● **Text section**:
○ ○ ○

Semantics, right? Perhaps. But may I suggest there’s more at work here? Come read over my shoulder, and I’ll try to explain what I mean.
Scattered on my desk you’ll notice heaps of papers. Some from my computer printer, others bound in a book and given a nice cover with the author’s name on it. Let’s start with the computer paper. Contest entries, writers asking for my thoughts on their work, novels I’ve read for various reasons that have not found their way to publication. They represent hours of work and a great deal of soul searching. I approach them with respect. They weigh as much as a human heart. Still, look here how the writers try to ‘hook’ me with their opening lines.
One has decided to drop the reader into the middle of an ongoing argument between two characters. Yelling, tears, accusations – throwing of various objects. Dramatic stuff, to be sure. But does it belong at the beginning of a novel? 99% of the time, no (there are always exceptions to prove the rule). The problem with starting with an argument is the reader has no idea who the characters are. Even if every other logistical aspect of the scene can be dealt with, explained, and presented with a red ribbon – the heart of the problem with this hook beginning is the reader has no emotional connection with the characters. What would you do if you walked into someone’s house and found the couple that lives there arguing? Yay. Me too.
Here’s another manuscript that attempts to hook the reader. This time the author chooses to drop the reader into a character’s dream (or nightmare). Some interesting things happen and then an alarm clock rings and the reader needs to start all over again getting the feel of the REAL story, and the REAL character, and the REAL story world. Annoying. But the biggest problem with starting with a dream or nightmare is that it is very difficult to ground the reader in the setting, plot, and characters of the story. Vague. Symbolic. Perhaps interesting. But not at the front of the novel.

○ ○ ○

● **Records from a data collection**:
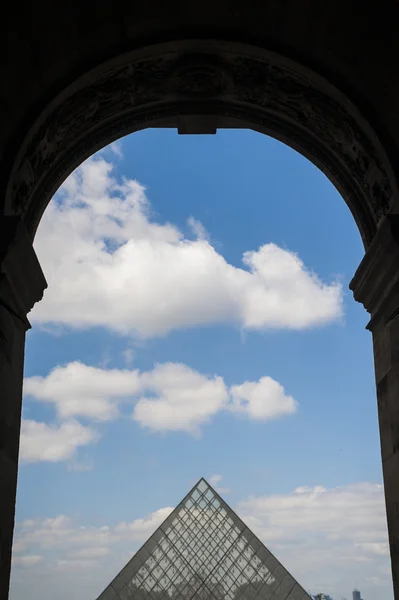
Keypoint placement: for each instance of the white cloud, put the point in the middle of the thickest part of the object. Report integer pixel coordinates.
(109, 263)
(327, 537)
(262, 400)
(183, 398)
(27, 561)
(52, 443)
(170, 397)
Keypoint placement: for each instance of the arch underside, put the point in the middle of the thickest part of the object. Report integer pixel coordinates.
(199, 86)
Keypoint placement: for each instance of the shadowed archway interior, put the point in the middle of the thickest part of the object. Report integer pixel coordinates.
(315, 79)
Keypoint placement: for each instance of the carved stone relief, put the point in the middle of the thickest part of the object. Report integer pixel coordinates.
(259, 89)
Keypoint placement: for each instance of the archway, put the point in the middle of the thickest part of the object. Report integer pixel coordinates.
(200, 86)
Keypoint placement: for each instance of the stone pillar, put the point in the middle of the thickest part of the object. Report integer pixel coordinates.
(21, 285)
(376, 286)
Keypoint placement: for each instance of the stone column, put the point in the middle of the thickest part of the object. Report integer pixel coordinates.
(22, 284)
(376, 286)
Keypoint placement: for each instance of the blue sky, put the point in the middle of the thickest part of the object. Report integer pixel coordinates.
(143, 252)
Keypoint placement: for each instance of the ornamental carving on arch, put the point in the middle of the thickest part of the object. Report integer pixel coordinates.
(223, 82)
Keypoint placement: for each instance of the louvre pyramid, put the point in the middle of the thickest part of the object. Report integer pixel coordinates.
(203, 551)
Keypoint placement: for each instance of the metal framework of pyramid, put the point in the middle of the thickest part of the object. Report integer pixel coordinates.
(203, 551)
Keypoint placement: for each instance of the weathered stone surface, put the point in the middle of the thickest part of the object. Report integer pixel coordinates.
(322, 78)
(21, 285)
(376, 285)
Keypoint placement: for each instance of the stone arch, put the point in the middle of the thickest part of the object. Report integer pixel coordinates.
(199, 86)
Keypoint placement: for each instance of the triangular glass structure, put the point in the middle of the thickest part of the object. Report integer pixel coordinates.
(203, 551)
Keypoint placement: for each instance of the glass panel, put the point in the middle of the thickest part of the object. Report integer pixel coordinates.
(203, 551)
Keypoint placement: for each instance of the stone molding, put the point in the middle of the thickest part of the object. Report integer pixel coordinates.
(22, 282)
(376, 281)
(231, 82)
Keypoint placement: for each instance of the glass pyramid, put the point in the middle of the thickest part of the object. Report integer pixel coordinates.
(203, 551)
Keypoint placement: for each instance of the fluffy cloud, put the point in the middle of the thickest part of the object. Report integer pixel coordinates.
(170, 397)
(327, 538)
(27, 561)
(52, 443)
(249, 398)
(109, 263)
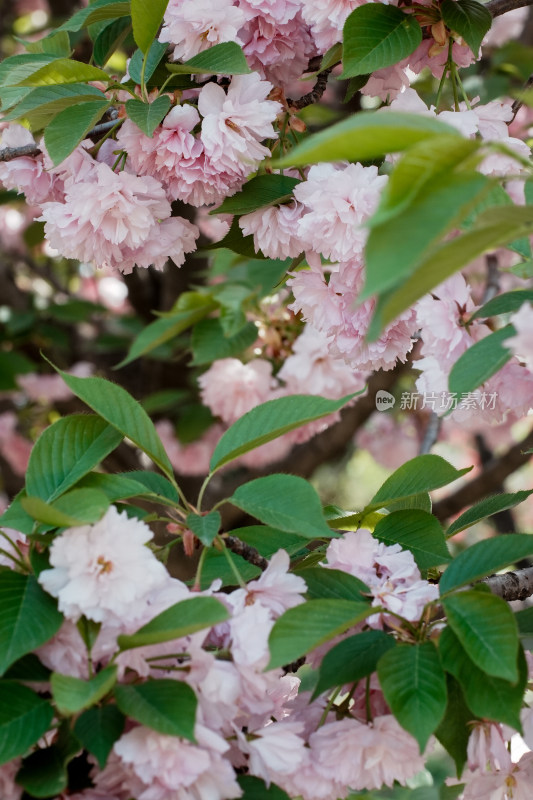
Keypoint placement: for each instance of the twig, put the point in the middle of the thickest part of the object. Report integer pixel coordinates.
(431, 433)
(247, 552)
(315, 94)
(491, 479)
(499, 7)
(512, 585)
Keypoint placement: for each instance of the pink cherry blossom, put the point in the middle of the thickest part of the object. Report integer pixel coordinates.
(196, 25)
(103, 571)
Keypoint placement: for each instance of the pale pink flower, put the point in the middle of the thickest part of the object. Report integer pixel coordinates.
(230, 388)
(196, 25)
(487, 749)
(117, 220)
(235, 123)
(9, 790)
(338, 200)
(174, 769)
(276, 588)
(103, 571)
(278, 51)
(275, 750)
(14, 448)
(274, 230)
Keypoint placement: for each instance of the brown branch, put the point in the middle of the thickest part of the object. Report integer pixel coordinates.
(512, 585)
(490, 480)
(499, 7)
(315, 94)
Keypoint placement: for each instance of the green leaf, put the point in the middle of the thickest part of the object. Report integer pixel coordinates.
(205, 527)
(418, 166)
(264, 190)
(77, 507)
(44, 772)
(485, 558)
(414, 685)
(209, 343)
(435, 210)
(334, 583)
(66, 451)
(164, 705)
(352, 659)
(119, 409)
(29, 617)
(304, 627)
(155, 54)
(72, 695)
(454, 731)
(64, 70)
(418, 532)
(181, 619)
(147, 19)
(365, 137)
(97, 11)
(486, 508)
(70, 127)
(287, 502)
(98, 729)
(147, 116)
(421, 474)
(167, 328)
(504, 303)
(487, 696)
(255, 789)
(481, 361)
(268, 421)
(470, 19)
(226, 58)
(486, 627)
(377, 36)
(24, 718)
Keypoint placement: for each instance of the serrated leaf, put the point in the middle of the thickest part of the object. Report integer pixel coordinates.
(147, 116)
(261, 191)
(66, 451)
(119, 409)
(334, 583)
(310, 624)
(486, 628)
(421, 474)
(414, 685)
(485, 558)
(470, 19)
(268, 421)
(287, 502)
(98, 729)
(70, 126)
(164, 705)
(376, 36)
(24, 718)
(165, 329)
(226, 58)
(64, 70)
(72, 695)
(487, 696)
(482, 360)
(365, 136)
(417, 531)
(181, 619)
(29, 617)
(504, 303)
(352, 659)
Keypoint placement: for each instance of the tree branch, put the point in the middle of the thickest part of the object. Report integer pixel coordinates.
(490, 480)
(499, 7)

○ ○ ○

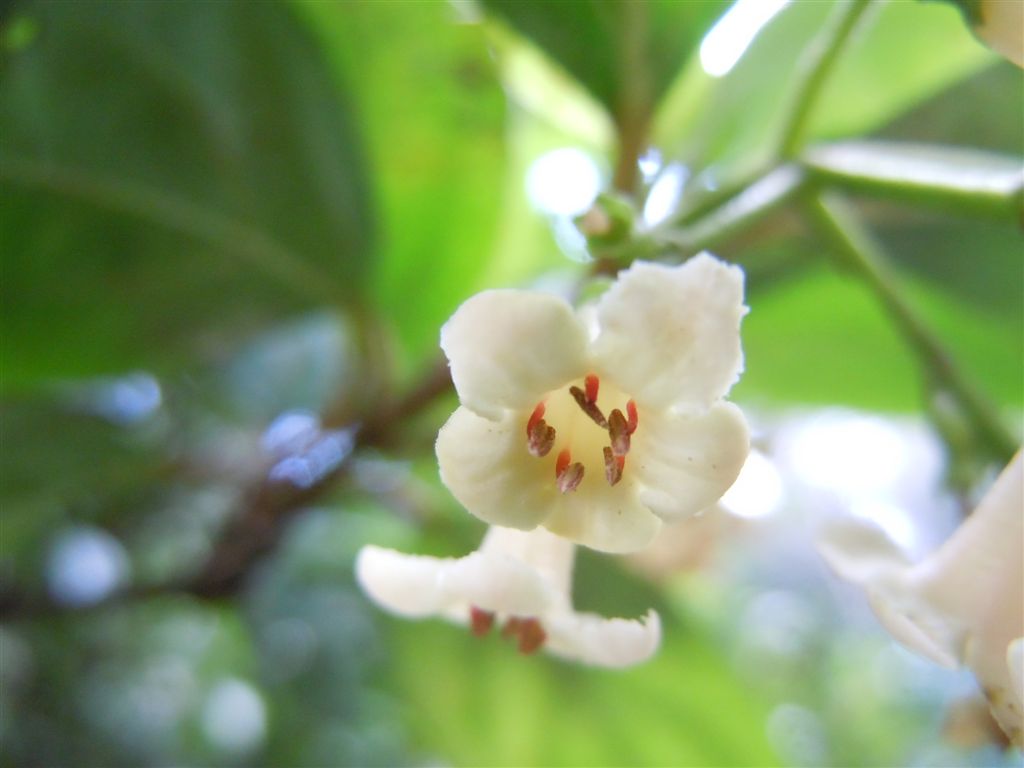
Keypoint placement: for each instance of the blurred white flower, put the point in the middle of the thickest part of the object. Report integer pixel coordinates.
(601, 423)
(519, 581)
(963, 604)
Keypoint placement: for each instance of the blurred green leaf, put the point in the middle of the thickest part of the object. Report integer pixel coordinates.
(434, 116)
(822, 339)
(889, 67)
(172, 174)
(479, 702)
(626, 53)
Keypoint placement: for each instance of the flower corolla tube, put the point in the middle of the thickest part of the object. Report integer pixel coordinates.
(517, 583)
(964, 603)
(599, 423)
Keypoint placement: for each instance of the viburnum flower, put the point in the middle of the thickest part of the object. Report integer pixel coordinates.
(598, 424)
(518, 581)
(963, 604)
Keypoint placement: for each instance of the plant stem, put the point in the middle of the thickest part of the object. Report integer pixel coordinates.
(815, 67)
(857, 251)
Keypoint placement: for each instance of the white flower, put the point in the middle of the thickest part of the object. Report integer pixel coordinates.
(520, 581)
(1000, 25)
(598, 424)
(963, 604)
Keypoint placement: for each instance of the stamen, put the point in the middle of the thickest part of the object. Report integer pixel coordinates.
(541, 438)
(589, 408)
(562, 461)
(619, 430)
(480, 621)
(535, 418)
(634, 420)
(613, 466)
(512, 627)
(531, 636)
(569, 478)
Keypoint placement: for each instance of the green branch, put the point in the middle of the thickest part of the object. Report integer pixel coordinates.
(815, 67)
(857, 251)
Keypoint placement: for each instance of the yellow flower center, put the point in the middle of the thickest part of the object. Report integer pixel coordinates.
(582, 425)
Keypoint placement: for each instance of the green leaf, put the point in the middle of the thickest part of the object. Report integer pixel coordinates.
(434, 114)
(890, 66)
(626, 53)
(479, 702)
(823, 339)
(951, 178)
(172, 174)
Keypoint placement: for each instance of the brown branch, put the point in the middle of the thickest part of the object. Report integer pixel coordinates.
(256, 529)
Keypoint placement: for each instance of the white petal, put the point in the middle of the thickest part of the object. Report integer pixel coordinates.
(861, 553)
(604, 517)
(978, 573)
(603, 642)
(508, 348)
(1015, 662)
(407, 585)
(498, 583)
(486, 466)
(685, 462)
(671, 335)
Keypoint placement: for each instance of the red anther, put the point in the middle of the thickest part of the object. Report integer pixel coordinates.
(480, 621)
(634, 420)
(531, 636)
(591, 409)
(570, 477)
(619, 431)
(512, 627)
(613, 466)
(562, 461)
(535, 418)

○ ○ ○

● **Complete the following**:
(a) For each statement, answer yes or no according to the passage about opening hooks in novels, and quote the passage's exact words that decide it. (i) The writer holds that beginning a novel with an argument works most of the time. (ii) The writer approaches the computer-printed papers with respect. (iii) The writer says a dream opening makes it easy to ground the reader in the setting.
(b) Carry on the passage about opening hooks in novels from the point where it stops.
These data have no connection to the passage about opening hooks in novels.

● **Answers in order**:
(a)
(i) No: "99% of the time, no"
(ii) Yes: "I approach them with respect."
(iii) No: "it is very difficult to ground the reader in the setting, plot, and characters of the story."

(b)
Here’s a novel that begins with a terrible car accident. Lots of twisted metal and shattering glass. Messy. This opening works fine if this novel falls into the mystery genre – a well-written car crash could be just the thing to get mystery readers off and running. But this isn’t a mystery novel (and this isn’t a blog about mystery novels), and that makes the choice to open with an accident risky. I’d say an 85% chance of not being able to make this work. If I pick up a novel and read of glass cutting into people’s skulls, and blood everywhere, I’m going to recheck the back cover to see if I’m reading the literary effort I thought I was reading. There IS a chance you could make this work if you back up the story to the hours, or even minutes before the accident happens and give us a fantastic intro to character and storyworld.
These are three examples of writing that attempts the letter of the law of ‘hook’, but misses the spirit. There are other examples we could look at, but lets move over to some of these books I have here and peek into a few of these.
As we read these, keep in mind those two words mentioned above: character and storyworld.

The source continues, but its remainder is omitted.